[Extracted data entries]
○ ○ ○ ○ ○ ○ ○
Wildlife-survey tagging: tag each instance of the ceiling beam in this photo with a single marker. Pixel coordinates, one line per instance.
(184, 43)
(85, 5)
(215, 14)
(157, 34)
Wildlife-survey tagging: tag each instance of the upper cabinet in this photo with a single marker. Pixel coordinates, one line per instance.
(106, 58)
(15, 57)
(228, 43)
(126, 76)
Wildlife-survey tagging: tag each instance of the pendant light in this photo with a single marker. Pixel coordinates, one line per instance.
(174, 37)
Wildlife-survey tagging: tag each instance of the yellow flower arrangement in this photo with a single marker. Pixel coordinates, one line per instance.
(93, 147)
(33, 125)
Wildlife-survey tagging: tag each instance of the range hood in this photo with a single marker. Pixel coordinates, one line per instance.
○ ○ ○ ○ ○ ○ ○
◆ **Brief**:
Every record must appear in the answer exactly as it does above.

◆ **Finished exercise**:
Wildlife-survey tagging: tag each instance of the ceiling beam in this photo with a single marker. Pixel coordinates, one line per instance.
(184, 43)
(85, 5)
(215, 14)
(157, 34)
Wildlife-survey tagging: tag each instance of the upper cabinet in this photo with a single marker. Pixel coordinates, one line per instance.
(106, 58)
(15, 57)
(228, 43)
(126, 76)
Wildlife-survey tagging: tag each instance of the pendant light in this photo with a single marker. Pixel coordinates, one line per instance.
(174, 37)
Wildlife-survey tagging: tag each instance of the yellow flower arrangement in this photo with a single marker. Pixel coordinates, one line per instance.
(93, 147)
(33, 125)
Wildlife-survey tagging: tag each instance of the range hood in this photo with a single marker. Pixel coordinates, one line per instance.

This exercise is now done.